Data excerpts:

==========

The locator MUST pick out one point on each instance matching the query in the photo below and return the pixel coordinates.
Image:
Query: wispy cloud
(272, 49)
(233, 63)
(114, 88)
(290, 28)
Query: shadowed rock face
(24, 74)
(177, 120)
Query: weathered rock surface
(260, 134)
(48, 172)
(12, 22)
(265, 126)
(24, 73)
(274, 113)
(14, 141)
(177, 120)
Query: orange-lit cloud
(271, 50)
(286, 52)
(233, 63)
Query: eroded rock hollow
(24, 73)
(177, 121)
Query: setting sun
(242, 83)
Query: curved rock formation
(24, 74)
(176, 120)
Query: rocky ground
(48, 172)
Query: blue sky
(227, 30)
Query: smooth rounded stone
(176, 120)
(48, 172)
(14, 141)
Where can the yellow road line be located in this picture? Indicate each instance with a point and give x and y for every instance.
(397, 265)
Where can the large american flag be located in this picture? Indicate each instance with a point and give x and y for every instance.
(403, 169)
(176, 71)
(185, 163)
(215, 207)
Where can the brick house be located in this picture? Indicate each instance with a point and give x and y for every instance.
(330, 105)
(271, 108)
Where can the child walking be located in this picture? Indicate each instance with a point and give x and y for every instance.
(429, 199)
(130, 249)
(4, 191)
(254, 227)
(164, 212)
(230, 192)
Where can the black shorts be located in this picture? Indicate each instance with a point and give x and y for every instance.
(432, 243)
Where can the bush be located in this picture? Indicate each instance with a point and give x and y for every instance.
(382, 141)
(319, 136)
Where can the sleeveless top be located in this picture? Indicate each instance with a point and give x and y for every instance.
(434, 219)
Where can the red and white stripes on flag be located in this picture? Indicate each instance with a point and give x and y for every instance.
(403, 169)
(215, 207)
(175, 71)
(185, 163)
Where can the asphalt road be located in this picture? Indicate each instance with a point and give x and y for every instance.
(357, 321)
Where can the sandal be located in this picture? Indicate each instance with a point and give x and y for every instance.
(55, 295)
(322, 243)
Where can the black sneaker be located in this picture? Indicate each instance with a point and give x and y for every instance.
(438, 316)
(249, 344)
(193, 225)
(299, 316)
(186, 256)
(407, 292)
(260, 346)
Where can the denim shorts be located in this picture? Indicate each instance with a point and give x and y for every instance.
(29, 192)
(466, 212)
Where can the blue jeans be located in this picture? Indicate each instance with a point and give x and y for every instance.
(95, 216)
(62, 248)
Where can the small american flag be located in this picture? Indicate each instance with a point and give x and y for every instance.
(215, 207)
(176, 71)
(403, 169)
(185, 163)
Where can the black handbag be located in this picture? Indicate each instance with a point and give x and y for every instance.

==========

Exercise brief: The records above need to be output again, verbatim.

Solution for this exercise:
The locator MUST pick out one point on each instance matching the query in the photo below and return the pixel coordinates.
Image:
Query: wispy cloud
(272, 49)
(233, 63)
(114, 88)
(290, 28)
Query: shadowed rock face
(24, 74)
(177, 120)
Query: weathered rock surface
(260, 134)
(48, 172)
(12, 22)
(265, 126)
(24, 73)
(274, 113)
(14, 141)
(177, 120)
Query: orange-lit cloud
(271, 50)
(286, 52)
(233, 63)
Query: eroded rock hollow
(24, 73)
(177, 121)
Query: setting sun
(242, 83)
Query: curved rock formation
(24, 74)
(176, 120)
Query: rocky ground
(48, 172)
Query: blue sky
(227, 30)
Query: smooth rounded stone
(176, 120)
(48, 172)
(14, 141)
Where can the yellow road line be located in this picture? Indicate each instance with a point and give x and y for every instance.
(397, 265)
Where can the large american flag be located in this picture? Indicate each instance with a point and give x and y for every instance.
(403, 169)
(176, 71)
(185, 163)
(215, 207)
Where can the brick house be located in this picture? Indicate each instance with a point and give x and y for every instance.
(330, 105)
(271, 108)
Where can the child walking be located in this picture? Indicate each instance with a point and give x and y for every instance.
(429, 199)
(130, 249)
(4, 191)
(254, 227)
(164, 212)
(230, 192)
Where can the black shorts be located in this picture? Indicate each instance with a point and give x and y for every instance.
(432, 243)
Where can the bush be located in this picture? Indicate each instance with a point and give x and y for every instance.
(382, 141)
(319, 136)
Where can the sleeveless top be located in this picture? Indicate each instance with a point and give x and y for every instance.
(434, 219)
Where can the red and white stripes on flag be located in this picture? Indicate each instance with a point and give x and y for every instance.
(403, 169)
(215, 207)
(175, 71)
(185, 163)
Where can the asphalt road be located in this picture? Indicate each instance with a point and give x and y for every instance.
(357, 321)
Where can the sandal be located in this picture? Indicate each instance with a point and give x and y for every instance.
(55, 295)
(322, 243)
Where can the black sneaker be located in this picture? Indicate each instance with a point and give x and y for every instance.
(438, 316)
(249, 344)
(193, 225)
(299, 316)
(186, 256)
(407, 292)
(260, 346)
Where can the denim shorts be located in this picture? Indicate each instance with a point and give x and y for every instance.
(29, 192)
(466, 212)
Where can the blue jeans be located in this picture? Indicate each instance with a point and give x and y for every instance.
(95, 216)
(62, 248)
Where can the small american flag be located in this picture? Indicate each instance with a point and give x and y for every instance.
(215, 207)
(176, 71)
(403, 169)
(185, 163)
Where can the black handbag be located in this picture? Indicate each instance with a point and give x and y for every instance.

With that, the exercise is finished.